§ To do:
A faithful copy of the whole listing is required, with nothing left out.

─── Data records

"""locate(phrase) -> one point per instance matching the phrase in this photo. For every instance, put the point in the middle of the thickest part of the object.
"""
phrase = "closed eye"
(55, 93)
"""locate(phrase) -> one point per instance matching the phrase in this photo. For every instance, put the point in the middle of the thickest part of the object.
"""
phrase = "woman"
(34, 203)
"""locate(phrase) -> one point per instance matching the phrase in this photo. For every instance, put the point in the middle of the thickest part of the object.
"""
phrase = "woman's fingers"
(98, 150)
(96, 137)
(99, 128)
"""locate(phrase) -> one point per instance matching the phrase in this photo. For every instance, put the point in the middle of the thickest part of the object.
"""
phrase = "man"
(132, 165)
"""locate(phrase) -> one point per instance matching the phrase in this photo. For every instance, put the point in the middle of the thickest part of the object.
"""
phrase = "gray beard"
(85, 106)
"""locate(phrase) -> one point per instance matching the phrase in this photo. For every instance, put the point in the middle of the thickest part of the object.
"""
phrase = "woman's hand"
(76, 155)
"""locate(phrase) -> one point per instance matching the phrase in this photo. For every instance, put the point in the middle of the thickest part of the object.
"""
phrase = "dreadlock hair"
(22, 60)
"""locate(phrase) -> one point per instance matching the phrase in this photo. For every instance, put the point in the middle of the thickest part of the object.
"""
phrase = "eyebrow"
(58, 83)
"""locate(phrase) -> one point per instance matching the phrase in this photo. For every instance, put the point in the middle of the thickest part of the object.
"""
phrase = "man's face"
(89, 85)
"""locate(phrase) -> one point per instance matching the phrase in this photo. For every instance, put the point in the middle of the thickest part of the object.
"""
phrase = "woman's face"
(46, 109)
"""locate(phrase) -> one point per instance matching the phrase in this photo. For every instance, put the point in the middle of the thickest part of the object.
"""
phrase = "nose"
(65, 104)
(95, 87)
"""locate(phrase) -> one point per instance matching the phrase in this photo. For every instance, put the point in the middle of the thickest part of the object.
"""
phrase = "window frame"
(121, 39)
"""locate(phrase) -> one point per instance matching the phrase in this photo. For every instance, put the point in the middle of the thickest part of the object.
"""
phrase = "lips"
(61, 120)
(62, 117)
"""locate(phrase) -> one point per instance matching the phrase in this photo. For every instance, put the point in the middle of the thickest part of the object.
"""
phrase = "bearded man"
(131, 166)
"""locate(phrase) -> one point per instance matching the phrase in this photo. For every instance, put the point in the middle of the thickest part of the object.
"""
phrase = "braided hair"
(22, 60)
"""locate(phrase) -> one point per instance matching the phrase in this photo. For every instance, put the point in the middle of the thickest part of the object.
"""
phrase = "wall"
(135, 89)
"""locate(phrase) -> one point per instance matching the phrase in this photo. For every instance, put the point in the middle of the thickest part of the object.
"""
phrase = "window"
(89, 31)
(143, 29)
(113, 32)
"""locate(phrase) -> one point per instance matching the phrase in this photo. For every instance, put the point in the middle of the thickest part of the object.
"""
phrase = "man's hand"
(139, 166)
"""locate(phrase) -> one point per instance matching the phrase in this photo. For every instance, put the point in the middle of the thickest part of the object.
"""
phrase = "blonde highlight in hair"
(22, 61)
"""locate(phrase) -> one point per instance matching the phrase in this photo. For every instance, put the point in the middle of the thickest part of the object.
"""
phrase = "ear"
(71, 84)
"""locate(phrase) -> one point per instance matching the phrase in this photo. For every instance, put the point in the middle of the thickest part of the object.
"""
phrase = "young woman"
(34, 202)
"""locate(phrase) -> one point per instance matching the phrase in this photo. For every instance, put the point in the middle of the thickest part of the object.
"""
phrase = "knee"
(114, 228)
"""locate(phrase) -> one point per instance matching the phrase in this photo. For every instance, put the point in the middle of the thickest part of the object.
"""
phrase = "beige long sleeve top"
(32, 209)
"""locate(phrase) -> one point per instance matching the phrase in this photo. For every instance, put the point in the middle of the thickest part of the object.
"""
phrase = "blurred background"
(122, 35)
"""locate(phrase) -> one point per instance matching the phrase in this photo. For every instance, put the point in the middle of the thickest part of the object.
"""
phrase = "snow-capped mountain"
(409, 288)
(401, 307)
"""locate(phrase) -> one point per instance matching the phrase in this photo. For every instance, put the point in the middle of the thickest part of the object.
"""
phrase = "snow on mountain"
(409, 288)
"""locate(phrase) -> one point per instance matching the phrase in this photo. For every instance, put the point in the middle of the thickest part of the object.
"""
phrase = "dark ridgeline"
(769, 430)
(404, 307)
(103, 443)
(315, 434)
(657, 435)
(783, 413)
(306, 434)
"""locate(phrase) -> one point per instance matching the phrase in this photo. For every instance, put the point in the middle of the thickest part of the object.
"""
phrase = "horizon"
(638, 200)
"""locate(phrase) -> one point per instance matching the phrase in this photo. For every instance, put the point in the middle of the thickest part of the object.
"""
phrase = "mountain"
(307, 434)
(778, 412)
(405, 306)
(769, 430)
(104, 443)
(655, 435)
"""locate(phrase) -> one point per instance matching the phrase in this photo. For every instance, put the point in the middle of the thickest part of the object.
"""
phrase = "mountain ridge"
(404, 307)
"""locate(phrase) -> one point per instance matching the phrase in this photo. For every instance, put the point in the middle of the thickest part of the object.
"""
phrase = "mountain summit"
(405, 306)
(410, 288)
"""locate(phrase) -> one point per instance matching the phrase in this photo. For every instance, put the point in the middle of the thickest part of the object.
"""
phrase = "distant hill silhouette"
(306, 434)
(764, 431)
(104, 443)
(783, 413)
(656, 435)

──────

§ Your solution:
"""locate(phrase) -> one point per instance matching the phrase in this photo. For every instance, put the point in the middle of the thickest part of the object.
"""
phrase = "closed eye"
(55, 93)
"""locate(phrase) -> one point per instance matching the phrase in this photo. For every instance, put the point in the middle of the thickest part of the object.
"""
phrase = "woman"
(34, 203)
"""locate(phrase) -> one point per instance matching the phrase in this photo. For every instance, put the point in the middle of the thickest part of the object.
"""
phrase = "woman's fingers"
(98, 150)
(96, 137)
(99, 128)
"""locate(phrase) -> one point per instance matching the phrase in this photo. For every instance, put the point in the middle of the thickest part of the object.
"""
phrase = "man"
(132, 165)
"""locate(phrase) -> one point per instance matching the phrase in this photo. For every instance, put the point in the middle of the thickest part of the object.
"""
phrase = "gray beard"
(85, 106)
"""locate(phrase) -> one point per instance matching the phrase in this photo. For every instance, put the point in the middle of the thickest part of the object.
"""
phrase = "woman's hand"
(76, 155)
"""locate(phrase) -> one point per instance matching the phrase in this photo. For every instance, put the point in the middle of the thickest part of the object.
"""
phrase = "dreadlock hair"
(22, 60)
"""locate(phrase) -> one point per instance matching the phrase in this photo. For every instance, put the point in the middle of the thickest part of the object.
"""
phrase = "eyebrow"
(58, 83)
"""locate(phrase) -> one point per instance matching the phrase in this photo. For every instance, put the point in the middle of the thickest part of the object.
"""
phrase = "man's face"
(89, 85)
"""locate(phrase) -> one point per instance matching the phrase in this photo. For every instance, put the point in the middle of the thickest part of the object.
"""
phrase = "woman's face"
(46, 109)
"""locate(phrase) -> one point per instance matching the phrase in this photo. For every instance, put the point in the middle of the thickest part of the object.
"""
phrase = "nose"
(65, 104)
(95, 87)
"""locate(phrase) -> one point per instance matching the phrase in this photo. For every instance, put the point in the middle of the thickest part of the object.
"""
phrase = "window frame"
(121, 39)
"""locate(phrase) -> one point per instance matching the phrase in this photo. For every instance, put the point in the middle of the thickest part of the object.
"""
phrase = "lips"
(61, 120)
(62, 117)
"""locate(phrase) -> one point per instance matching the phrase in this photo. For every instance, put the point in the middle of the thickest part of the object.
"""
phrase = "bearded man"
(131, 166)
"""locate(phrase) -> one point per instance matching the phrase in this photo. For every instance, put the point in the middle of the thickest part of the object.
"""
phrase = "braided hair"
(22, 60)
"""locate(phrase) -> one point per instance matching the phrase in this photo. For every instance, put the point in the middle of the thickest part of the object.
"""
phrase = "wall"
(135, 89)
"""locate(phrase) -> one point per instance matching the phrase in this photo. For every instance, put the point in the middle of the thickest part of the object.
"""
phrase = "window"
(89, 31)
(143, 29)
(113, 32)
"""locate(phrase) -> one point per instance matching the phrase in this photo. For every instance, put the point in the middle of the thickest part of the object.
"""
phrase = "man's hand"
(139, 166)
"""locate(phrase) -> one point per instance matching the phrase in this photo. For every instance, put the point in the middle of the thickest part of the object.
"""
phrase = "blonde highlight in hair"
(22, 61)
"""locate(phrase) -> one point per instance matching the phrase in this photo. For every instance, put the point in the middle of the thickest part of the object.
"""
phrase = "ear"
(71, 84)
"""locate(phrase) -> one point per instance matching the phrase in this photo. For every instance, put the point in the middle of the thickest part of the object.
"""
phrase = "young woman"
(34, 202)
"""locate(phrase) -> one point per instance matching the phrase in this photo. For every instance, put the point in the middle of the thickest part of the object.
"""
phrase = "knee"
(114, 228)
"""locate(phrase) -> one point per instance matching the phrase in this photo. For every instance, put the point in the middle of the thickest part of the object.
"""
phrase = "beige long sleeve top"
(32, 209)
"""locate(phrase) -> one point per instance matching the phrase in this photo. For every instance, put the point in the middle of the thickest part of the object.
"""
phrase = "blurred background"
(122, 35)
"""locate(phrase) -> one point per instance matching the phrase in this photo. For every instance, put the point in the middle of the thickest part of the object.
"""
phrase = "snow-capped mountain"
(409, 288)
(401, 307)
"""locate(phrase) -> one point per instance matching the phrase in this photo. For every instance, put the point in the middle of the thickest part of the object.
"""
phrase = "snow on mountain"
(409, 288)
"""locate(phrase) -> one point per instance matching the phrase in this photo. For every instance, put the point in the middle of the thickest part of the object.
"""
phrase = "dark ridgeline"
(769, 430)
(404, 307)
(103, 443)
(315, 434)
(657, 435)
(783, 413)
(306, 434)
"""locate(phrase) -> one point per instance matching the phrase in this photo. For every instance, put the point in the middle of the thickest part of the object.
"""
phrase = "horizon"
(638, 200)
"""locate(phrase) -> one point per instance matching the phrase in this photo. For every instance, put the point in the middle of the thickest part of the object.
"""
phrase = "mountain"
(307, 434)
(778, 412)
(405, 306)
(769, 430)
(104, 443)
(655, 435)
"""locate(phrase) -> one point per instance matching the phrase in this photo. For every instance, put the point in the middle of the thickest part of the object.
"""
phrase = "mountain ridge"
(404, 307)
"""locate(phrase) -> one point per instance matching the phrase in this photo. For every instance, put the point in the middle of the thickest part of the object.
"""
phrase = "mountain summit"
(405, 306)
(410, 288)
"""locate(phrase) -> one point per instance matching the phrase in this photo. For every instance, put the point in the middle of the thickest part of the object.
"""
phrase = "distant hill silhouette"
(306, 434)
(764, 431)
(104, 443)
(783, 413)
(656, 435)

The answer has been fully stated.